* **Reading text**:
[Start of Attachment]
Mirjana Stojkovic-Ivkovic
Belgrade, Serbia
Art therapy is a form of psychotherapy that uses the creation of art to help resolve psychopathological conflicts. It helps people to identify psychological weaknesses and see problems from a different perspective, enabling them to escape from repetitive self-destructive behavior. Art therapy improves personality, self-image, and self-acceptance, resulting in an improved quality of life.
Art therapy in the treatment of addiction facilitates expression, communication, and treatment. Through art patients are able to express feelings that they may not be able to readily express verbally. The artwork often surprises the artists themselves because it brings to the surface feelings they were not even aware of. Conversation can hide true thoughts and feelings because we have been taught to say only what is allowed and expected from ourselves and others. The deeply repressed desires, anger, dreams, and feelings that define us stay hidden. When we become aware of these repressed aspects of ourselves, there is a greater possibility of change.2 Because art therapy is based on nonverbal communication, it helps identify the repressed content in an unconscious relationship with the body and the emotional and physical blockades that arise during the course of a lifetime.
[End of Attachment]
[Recorded data]
[Start of Attachment]
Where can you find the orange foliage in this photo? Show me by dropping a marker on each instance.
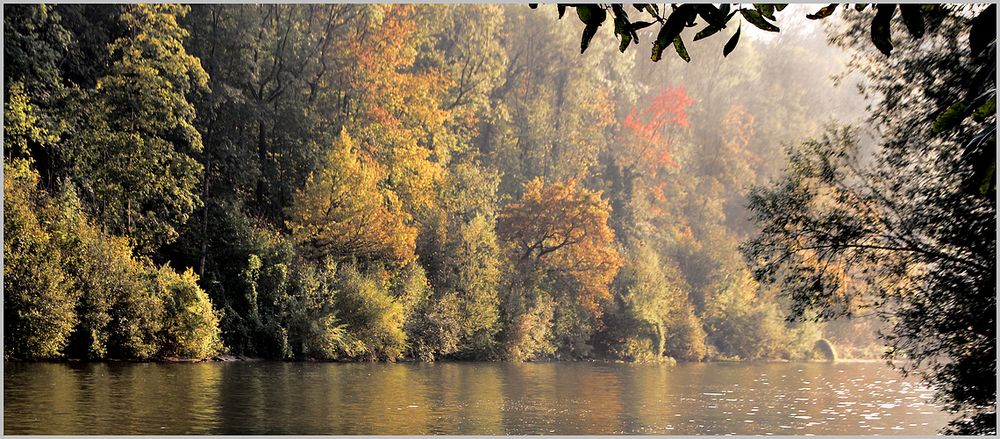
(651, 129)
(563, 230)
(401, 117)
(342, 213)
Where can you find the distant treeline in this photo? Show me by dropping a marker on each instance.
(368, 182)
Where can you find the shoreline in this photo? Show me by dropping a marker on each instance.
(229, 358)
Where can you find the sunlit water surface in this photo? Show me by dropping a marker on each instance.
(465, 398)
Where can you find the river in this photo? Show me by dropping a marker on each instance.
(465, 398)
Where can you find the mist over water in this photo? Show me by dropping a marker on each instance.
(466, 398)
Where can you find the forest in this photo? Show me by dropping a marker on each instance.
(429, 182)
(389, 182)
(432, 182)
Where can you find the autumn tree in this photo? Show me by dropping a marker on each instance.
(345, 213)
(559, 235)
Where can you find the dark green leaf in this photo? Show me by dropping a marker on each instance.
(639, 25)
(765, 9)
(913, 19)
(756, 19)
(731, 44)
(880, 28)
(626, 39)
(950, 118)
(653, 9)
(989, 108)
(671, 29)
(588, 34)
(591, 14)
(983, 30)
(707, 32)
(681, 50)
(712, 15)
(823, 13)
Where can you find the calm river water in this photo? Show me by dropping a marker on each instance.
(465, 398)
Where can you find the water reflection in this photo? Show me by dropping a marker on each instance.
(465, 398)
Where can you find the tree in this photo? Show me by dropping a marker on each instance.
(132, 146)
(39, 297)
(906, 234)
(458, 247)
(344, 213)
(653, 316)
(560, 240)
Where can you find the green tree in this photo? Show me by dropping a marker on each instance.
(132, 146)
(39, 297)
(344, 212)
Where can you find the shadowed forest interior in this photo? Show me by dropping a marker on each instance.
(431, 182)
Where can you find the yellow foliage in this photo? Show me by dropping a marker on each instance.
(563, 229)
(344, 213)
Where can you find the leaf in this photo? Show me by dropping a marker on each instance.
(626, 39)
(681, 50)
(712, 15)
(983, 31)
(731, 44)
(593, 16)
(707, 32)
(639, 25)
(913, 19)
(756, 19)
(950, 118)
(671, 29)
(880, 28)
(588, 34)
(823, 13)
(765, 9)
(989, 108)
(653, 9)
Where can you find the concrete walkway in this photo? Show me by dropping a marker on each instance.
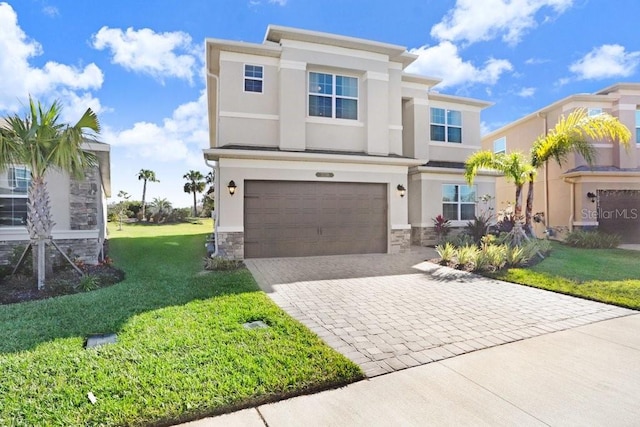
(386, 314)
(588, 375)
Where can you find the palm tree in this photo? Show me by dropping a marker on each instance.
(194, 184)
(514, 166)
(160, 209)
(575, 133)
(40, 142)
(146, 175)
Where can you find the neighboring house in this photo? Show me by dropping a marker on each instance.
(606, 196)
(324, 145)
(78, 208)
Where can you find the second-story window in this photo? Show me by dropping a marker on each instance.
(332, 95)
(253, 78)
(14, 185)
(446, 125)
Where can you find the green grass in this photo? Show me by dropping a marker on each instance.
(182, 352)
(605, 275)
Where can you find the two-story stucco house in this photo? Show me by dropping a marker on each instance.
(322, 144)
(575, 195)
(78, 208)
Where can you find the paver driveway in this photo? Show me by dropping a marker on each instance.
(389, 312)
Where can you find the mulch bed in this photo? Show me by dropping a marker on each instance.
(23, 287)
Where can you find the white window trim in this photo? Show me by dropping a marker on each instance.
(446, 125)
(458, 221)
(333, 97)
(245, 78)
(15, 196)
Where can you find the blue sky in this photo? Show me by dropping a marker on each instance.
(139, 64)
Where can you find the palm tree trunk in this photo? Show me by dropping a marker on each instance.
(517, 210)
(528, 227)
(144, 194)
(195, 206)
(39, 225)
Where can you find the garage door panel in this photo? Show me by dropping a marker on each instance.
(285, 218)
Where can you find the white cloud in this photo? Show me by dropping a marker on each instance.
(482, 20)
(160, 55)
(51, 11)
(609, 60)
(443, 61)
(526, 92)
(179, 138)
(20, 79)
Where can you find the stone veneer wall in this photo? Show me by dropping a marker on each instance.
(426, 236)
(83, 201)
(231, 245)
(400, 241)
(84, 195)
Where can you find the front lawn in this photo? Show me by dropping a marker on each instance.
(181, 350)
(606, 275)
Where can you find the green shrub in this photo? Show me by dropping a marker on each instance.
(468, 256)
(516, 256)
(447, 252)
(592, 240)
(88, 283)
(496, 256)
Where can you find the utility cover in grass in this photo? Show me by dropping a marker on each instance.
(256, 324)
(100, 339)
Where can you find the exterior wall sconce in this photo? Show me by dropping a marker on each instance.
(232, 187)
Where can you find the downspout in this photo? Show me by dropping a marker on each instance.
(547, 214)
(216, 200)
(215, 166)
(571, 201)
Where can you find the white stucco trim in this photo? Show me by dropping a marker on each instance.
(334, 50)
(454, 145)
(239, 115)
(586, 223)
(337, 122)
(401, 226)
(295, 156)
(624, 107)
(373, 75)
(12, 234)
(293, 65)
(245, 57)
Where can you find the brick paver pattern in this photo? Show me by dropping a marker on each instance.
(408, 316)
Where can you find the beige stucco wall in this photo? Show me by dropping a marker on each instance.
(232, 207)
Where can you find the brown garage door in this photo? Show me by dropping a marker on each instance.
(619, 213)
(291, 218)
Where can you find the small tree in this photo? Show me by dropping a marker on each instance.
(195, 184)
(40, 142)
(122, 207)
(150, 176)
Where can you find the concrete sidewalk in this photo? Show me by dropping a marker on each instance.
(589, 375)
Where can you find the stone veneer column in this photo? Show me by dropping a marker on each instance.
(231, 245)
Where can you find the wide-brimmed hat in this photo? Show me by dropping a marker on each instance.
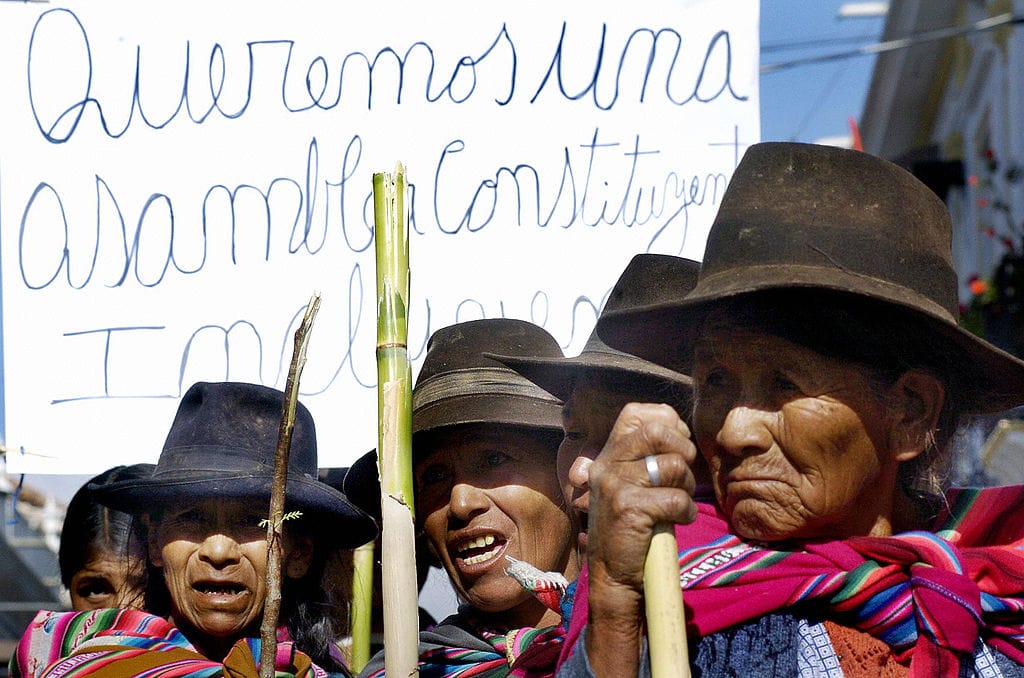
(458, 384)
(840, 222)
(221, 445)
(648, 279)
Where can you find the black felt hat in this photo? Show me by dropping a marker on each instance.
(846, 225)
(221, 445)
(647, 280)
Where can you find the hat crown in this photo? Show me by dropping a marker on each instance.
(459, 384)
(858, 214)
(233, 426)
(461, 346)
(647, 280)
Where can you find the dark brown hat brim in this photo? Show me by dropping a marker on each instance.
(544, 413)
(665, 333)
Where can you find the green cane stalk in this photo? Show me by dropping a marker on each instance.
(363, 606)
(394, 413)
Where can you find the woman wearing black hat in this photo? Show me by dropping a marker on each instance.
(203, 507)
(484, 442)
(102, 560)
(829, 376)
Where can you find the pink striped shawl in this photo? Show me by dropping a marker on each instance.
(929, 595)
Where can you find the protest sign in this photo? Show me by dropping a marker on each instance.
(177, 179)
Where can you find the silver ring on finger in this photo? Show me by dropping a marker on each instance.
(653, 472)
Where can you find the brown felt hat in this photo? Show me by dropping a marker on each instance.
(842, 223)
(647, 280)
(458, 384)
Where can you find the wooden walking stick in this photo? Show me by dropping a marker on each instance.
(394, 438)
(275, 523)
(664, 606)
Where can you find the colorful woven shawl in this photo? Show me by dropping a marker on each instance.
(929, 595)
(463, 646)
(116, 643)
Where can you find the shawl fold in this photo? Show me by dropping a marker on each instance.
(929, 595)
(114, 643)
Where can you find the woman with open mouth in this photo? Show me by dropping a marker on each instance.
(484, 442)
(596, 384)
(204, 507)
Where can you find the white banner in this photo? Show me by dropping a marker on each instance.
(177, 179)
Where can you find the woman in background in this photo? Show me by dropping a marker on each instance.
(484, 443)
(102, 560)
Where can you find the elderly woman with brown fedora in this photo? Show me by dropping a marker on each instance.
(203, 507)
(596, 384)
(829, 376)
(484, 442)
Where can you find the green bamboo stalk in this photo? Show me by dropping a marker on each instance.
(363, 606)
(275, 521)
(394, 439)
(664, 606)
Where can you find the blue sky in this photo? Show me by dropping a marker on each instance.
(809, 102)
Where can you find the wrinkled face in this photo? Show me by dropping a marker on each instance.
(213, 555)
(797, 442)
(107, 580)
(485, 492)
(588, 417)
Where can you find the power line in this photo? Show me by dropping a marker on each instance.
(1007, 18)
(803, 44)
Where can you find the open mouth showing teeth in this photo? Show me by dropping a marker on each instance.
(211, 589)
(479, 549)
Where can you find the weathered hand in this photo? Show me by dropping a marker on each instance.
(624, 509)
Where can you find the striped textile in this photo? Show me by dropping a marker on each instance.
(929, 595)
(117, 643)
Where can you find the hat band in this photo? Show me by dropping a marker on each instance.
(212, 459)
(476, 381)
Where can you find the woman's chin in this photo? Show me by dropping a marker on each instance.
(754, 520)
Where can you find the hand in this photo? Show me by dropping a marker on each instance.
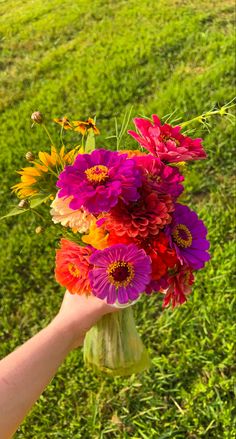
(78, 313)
[End of Attachment]
* **What to do**:
a. In the passage on art therapy, why can conversation hide a person's true thoughts and feelings? Answer in one to three sentences.
b. Write out, word for word, the portion of the passage on art therapy that begins at the words "Mirjana Stojkovic-Ivkovic" and stops after "quality of life.".
c. Extend the passage on art therapy, picking up after its final sentence.
This data was taken from a separate source.

* **Per-task outputs**:
a. Conversation can hide true thoughts and feelings because people have been taught to say only what is allowed and expected from themselves and others. As a result, the deeply repressed desires, anger, dreams, and feelings that define a person stay hidden.

b.
Mirjana Stojkovic-Ivkovic
Belgrade, Serbia
Art therapy is a form of psychotherapy that uses the creation of art to help resolve psychopathological conflicts. It helps people to identify psychological weaknesses and see problems from a different perspective, enabling them to escape from repetitive self-destructive behavior. Art therapy improves personality, self-image, and self-acceptance, resulting in an improved quality of life.

c.
Art therapy has been used successfully with children, with people who have difficulties in verbal communication, or who use speech as a defense mechanism. Art expression in those with mental illness has a characteristic language that is common in several psychiatric disorders. And because art is as old as civilization itself, it can also portray and predict movement within a society in addition to its way of expressing individuality and creative ideas.3
Art therapy was first used by the French psychiatrist P. Pinel in the eighteenth century and was the subject of publications in 1907 by Marcel Raja (“L’Art Chez Les Fous” or “The Art of Psychotics”); in 1922 by Hans Prinzhorn (“The Art of Insanity: An Analysis of Ten Schizophrenic Artists); in 1945 by Adrian Hill, a British artist (“Art Versus Illness: A Story of Art Therapy”); and by Margaret Naumburg (“Psychoneurotic art: Its Function in Psychotherapy”). Since then methods have been developed to integrate art into both individual and group therapy.
One famous artist provides an early example of art as a means of therapy in the treatment of alcoholism. Henri de Toulouse-Lautrec (1864–1901) was a descendant of old French royalty. Born with a hereditary bone disease, his growth was stunted as a teen from chronic injuries to both legs and he thereafter walked with a limp. Toulouse-Lautrec felt he did not fit in a world that emphasized physical beauty and shunned diversity. He was deeply unhappy because of his condition and societal rejection, and became an alcoholic.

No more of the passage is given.